TEXTE À EXAMINER:
━━━━━━━━━━━━━━━━
> Quand un médecin nie la souffrance des femmes : "Le point du mari c'est dans la tête"

vendredi 18 avril 2014

Quand un médecin nie la souffrance des femmes : "Le point du mari c'est dans la tête"



Décidément, le point du mari n’en finit pas de faire parler de lui.

Aujourd’hui c’est au tour de Jean Marty, président du Syndicat national des gynécologues-obstétriciens de France (Syngof) de s’exprimer dans le Monde.

Pour lui, « le point du mari, c'est surtout dans la tête des femmes que cela se passe ».

Allons bon, cette mutilation ne serait qu’une vue de l’esprit, une simple manifestation psychosomatique.  En effet, « selon ses recherches, le plus souvent, les douleurs ne viennent pas d'un problème anatomique – la flexibilité du vagin s'adapte au fur et à mesure de la reprise des relations sexuelles – mais sont liées à l'acceptation psychologique de sa vie sexuelle. »

Pourtant, le médecin affirme sans aucune logique une ligne plus loin : « Vous avez des femmes qui ont été victimes, incontestablement. La chirurgie est du domaine de l'art, on peut penser que certains médecins ont eu l'idée qu'en modifiant un peu leur façon de suturer, ils amélioreraient un peu la sexualité, et ça, ça ne nous choque pas ».

Donc Jean Marty affirme que tout se passe dans la tête des femmes mais en même temps, confirme l’existence de cette pratique. Etrange argumentation.

Il compare également sans ciller une mutilation intime à de l’art. Pour lui, recoudre un périnée façon Picasso ça n’est pas choquant. C’est juste artistique.

Pour Jean Marty, le véritable problème après tout ce n’est pas le point du mari mais les femmes, ces incorrigibles bavardes, qui s’excitent d’un rien : « On est dans l'absurde, le fantasme, c'est un sujet qui réveille l'excitation », et dont il ne faudrait pas trop parler – conseil d'accoucheur expérimenté – pour ne pas provoquer un peu plus la somatisation vaginale, ou l'expression physique d'un problème psychique, selon lui très fréquente chez les femmes. « Vous avez aussi des femmes qui sont bien dans la victimologie, qui se retrouvent dans une forme de souffrance parce qu'elles arrivent à susciter l'intérêt », estime-t-il. »

Quel mépris des femmes, quelle violente négation de leur douleur en ces quelques mots.
━━━━━━━━━━━━━━━━
INFORMATIONS EXTRAITES:
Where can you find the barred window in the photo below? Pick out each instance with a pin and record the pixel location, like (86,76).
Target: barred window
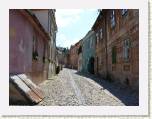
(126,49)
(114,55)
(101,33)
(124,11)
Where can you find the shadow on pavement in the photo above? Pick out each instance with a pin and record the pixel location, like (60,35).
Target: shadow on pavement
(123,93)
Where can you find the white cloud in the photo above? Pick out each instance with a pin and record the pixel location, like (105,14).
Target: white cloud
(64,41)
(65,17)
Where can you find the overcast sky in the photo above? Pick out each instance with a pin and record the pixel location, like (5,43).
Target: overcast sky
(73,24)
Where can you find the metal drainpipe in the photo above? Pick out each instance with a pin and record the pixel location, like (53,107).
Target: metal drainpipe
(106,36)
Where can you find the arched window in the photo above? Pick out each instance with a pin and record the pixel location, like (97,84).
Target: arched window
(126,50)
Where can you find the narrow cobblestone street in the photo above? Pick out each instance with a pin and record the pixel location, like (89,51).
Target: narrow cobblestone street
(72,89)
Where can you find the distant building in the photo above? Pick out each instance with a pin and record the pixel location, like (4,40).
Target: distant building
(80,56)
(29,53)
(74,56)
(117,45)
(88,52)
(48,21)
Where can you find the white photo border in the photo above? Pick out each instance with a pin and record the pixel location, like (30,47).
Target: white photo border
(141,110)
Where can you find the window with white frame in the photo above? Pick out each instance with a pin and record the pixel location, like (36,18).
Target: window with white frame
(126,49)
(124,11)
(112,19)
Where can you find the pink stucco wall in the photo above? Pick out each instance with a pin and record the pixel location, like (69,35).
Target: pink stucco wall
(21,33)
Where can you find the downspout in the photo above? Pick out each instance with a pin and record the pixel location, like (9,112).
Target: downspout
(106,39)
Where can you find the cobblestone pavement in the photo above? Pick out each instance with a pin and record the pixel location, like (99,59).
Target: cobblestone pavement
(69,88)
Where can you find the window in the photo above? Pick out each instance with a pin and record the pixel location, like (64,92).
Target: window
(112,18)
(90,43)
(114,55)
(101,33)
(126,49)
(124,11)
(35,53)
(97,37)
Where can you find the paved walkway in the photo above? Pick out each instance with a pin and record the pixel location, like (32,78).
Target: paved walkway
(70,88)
━━━━━━━━━━━━━━━━
SÉRIE DE TÂCHES:
(a) Recopiez le passage du texte sur le point du mari compris entre « Il compare également » et « ces quelques mots. », ces deux bornes incluses.
(b) Reprenez le texte sur le point du mari là où il s'arrête et poursuivez-le.
Les enregistrements n'ont aucun rôle à jouer ici.

RÉPONSES NUMÉROTÉES:
(a)
Il compare également sans ciller une mutilation intime à de l’art. Pour lui, recoudre un périnée façon Picasso ça n’est pas choquant. C’est juste artistique.

Pour Jean Marty, le véritable problème après tout ce n’est pas le point du mari mais les femmes, ces incorrigibles bavardes, qui s’excitent d’un rien : « On est dans l'absurde, le fantasme, c'est un sujet qui réveille l'excitation », et dont il ne faudrait pas trop parler – conseil d'accoucheur expérimenté – pour ne pas provoquer un peu plus la somatisation vaginale, ou l'expression physique d'un problème psychique, selon lui très fréquente chez les femmes. « Vous avez aussi des femmes qui sont bien dans la victimologie, qui se retrouvent dans une forme de souffrance parce qu'elles arrivent à susciter l'intérêt », estime-t-il. »

Quel mépris des femmes, quelle violente négation de leur douleur en ces quelques mots.

(b)
Et que dire de la « victimologie » ? Les femmes ne souffriraient (ou ne simuleraient la souffrance) que dans le but d’attirer l’attention ? Je plains les victimes qui ont dû être examinées par ce médecin après un viol. « Non, vous ne souffrez pas, tout est dans votre tête. De toutes façons, vous ne cherchez qu’à attirer l’attention. Un conseil de médecin : surtout n’en parlez pas, vous risqueriez une somatisation vaginale. »

Je proposerais bien à ce Monsieur une petite épisiotomie d’une dizaine de points pour qu’il vérifie par lui-même si la douleur n’est que la manifestation de l’égarement d’un esprit trop fragile. On verra de quelle manière il « acceptera psychologiquement sa vie sexuelle » avec sa balafre tout juste cicatrisée.

Tiens la sexualité des femmes, parlons-en. « Une sexualité épanouie, ce « n'est pas un cadeau que la nature donne à tout le monde », conclut-il, citant une vieille chanson de Georges Brassens, La Femme s'emmerde en baisant. ». Donc Mesdames, estimez-vous heureuse d’avoir eu une vie sexuelle avant votre grossesse et ne venez pas pleurnicher désormais. Après tout, une sexualité épanouie n’est pas donnée à tout le monde.

Puisque ce cher Jean Marty semble apprécier Brassens, à mon tour de conclure en chanson :

« Le temps ne fait rien à l´affaire
Quand on est con, on est con
Qu´on ait vingt ans, qu´on soit grand-père
Quand on est con, on est con ».

A bon entendeur…





9 commentaires:

  1. J'étais contente de voir que vous aviez pris le temps d'écrire sur les propos insultants et sexistes de ce médecin, mais je suis un peu déçue à la lecture de votre article. Vous utilisez majoritairement l'extrapolation et les comparaisons discutables pour le contrer, ce qui peut à la rigueur se faire en cas d'absence d'arguments, mais reste toujours le discours le plus faible.
    Il y a pourtant tellement moyen de le discréditer en restant purement factuelle : la moindre citation des dires de ce médecin est déjà truffée de préjugés haineux et infondés sur les femmes. Mais cela reste encore à expliquer...
    Bravo et merci tout de même pour votre contribution. Laisser de tels propos circuler sans réagir est encore ce qu'il y a de pire ;-)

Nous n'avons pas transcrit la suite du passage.